(Dataset excerpts)
========

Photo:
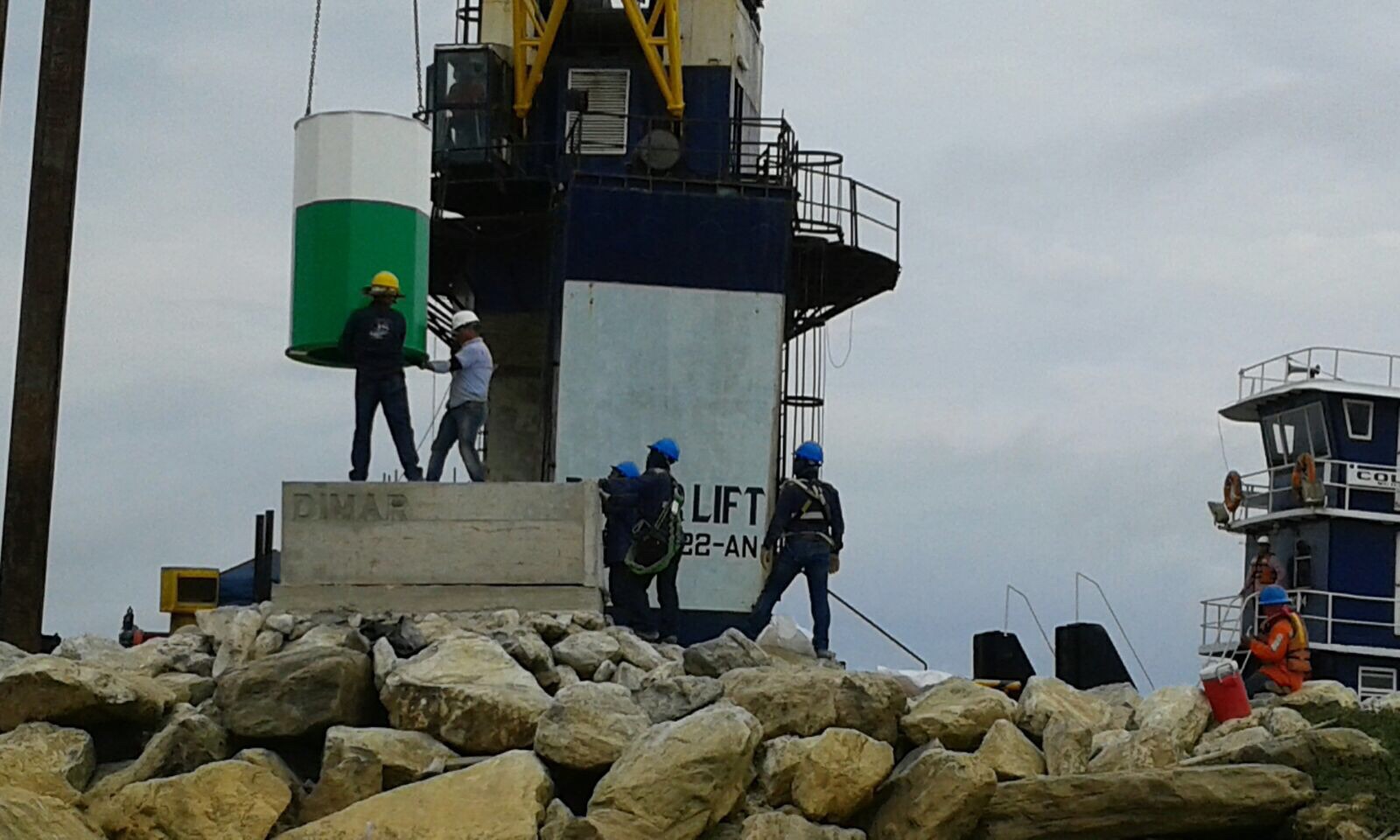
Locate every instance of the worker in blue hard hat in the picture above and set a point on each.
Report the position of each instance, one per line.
(657, 541)
(626, 590)
(1283, 650)
(807, 529)
(373, 342)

========

Problem to work on
Skipping any images, write out all the data exactly.

Solution below
Photo:
Locate every instance of the worker in blue hard hat in the picture above and set a point on each.
Report the position of each instance, one per line.
(657, 541)
(626, 590)
(1283, 650)
(807, 529)
(373, 342)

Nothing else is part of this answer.